▶ Task directions
Extract and reproduce verbatim the lines of the records, beginning at the line that contains "</instance>" and continuing through the final line of the records.

▶ Exercise materials

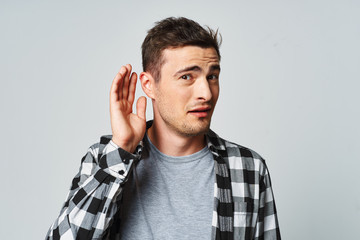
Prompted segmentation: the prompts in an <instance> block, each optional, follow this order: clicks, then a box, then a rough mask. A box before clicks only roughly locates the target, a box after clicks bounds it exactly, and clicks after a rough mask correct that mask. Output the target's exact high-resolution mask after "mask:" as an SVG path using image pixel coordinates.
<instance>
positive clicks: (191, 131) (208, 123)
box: [181, 122, 210, 137]
mask: <svg viewBox="0 0 360 240" xmlns="http://www.w3.org/2000/svg"><path fill="white" fill-rule="evenodd" d="M209 128H210V122H206V123H201V124H187V123H184V124H183V126H182V130H181V134H182V135H184V136H187V137H195V136H199V135H202V134H205V133H207V132H208V131H209Z"/></svg>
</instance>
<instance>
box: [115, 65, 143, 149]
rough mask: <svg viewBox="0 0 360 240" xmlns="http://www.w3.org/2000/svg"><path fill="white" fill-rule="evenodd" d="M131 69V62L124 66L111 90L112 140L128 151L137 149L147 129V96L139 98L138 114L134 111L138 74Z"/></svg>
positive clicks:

▶ Problem solution
</instance>
<instance>
box: [115, 65, 143, 149]
rough mask: <svg viewBox="0 0 360 240" xmlns="http://www.w3.org/2000/svg"><path fill="white" fill-rule="evenodd" d="M131 69V62L124 66L111 90L112 140L128 151L137 149L147 129V96L139 98L138 114L134 111L138 74Z"/></svg>
positive clicks:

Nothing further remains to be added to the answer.